## Source extract
+ + + + +
ACCA Careers - Gaurav Vaidya Interview in year 2012

1. Could you give me an outline of your current role and responsibilities? (in 2012)


Currently, I am working as a Business Analyst, in Johnson & Johnson Ltd (J&J), a US MNC well known for its Baby products. My current role is mainly in areas of management accountancy and SOX Audit which include:

Monthly closing of activities to set deadlines,

Review of various Income, Expense and Accrual accounts

Desktop Account Reconciliations

Price edits master



In addition to above, the following roles done as requested by senior management from time to time and as per annual statutory requirements:

  1. Preparation of various reports as requested by the regional office in Singapore from time to time

  2. Head count reconciliation report for management reporting and regional office in Singapore.

  3. General Ledger Tie Outs for SOX reporting and compliance.

  4. Preparation of SOX Test scripts and testing of various cycles as per guidelines laid down by the company and as required by the regulation.

  5. Preparation of details as requested for Statutory Audit, in which the management reports prepared are modified to suit the requirements of statutory auditors.


2. Which element of your job gives you the greatest satisfaction/ do you find most interesting?


The wide range of activities done and reporting to strict deadlines in large MNCs like J&J, is a great learning experience for any employee. The tracking of various expenses, provides a bird’s eye view to the senior management, of where the company is positioned as compared to the budgets and what actions or decisions needs to be taken.


Further, it is once in a lifetime experience to be working on 5 different ERPs like SAP R/3, SAP BW, BPCS, SAP Business Planning Tool, and BRAVO in one company at the same time and submit data to specified timelines.


3. What changes have you implemented in the business and what impact did this have?


Since I mainly work in management reporting, we as a Finance team have implemented various measures to ensure that the top management gets as much relevant information as possible in a bird’s eye view. We have ensured that the major expense analysis reports are redesigned to provide the best possible analysis for management decision making.


Also, modifications in SAP for proper data for price changes was made to considerably reduce time required for analysis and control.


4. What obstacles/challenges to your career progress have you had to overcome, and how have you achieved this?


I may say that the challenges faced in India are two fold – firstly, in studying for ACCA and another, in career progression.


The decision to go for ACCA after completing graduation was the most important decision made at that point of time. ACCA is not that well know in India. However on researching ACCA on internet, I found out that ACCA is much more forward looking and progressive in updating the syllabus to current environment. It was evident from the IFRS variant for accountancy and audit as well as local variant for tax and law. So I felt ACCA really gives international mobility, and went ahead with it. I feel that ACCA will become the most sought after international qualification in the days to come, may be even in India. However, passing ACCA exams from India by self study method is a difficult task.
+ + + + +
## Data
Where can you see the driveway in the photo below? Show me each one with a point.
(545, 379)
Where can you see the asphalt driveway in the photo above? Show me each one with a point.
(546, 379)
+ + + + +
## Exercise
In the 2012 career interview, which five ERP systems does the interviewee say they work with at the same time?

## Result for this exercise
SAP R/3, SAP BW, BPCS, SAP Business Planning Tool, and BRAVO.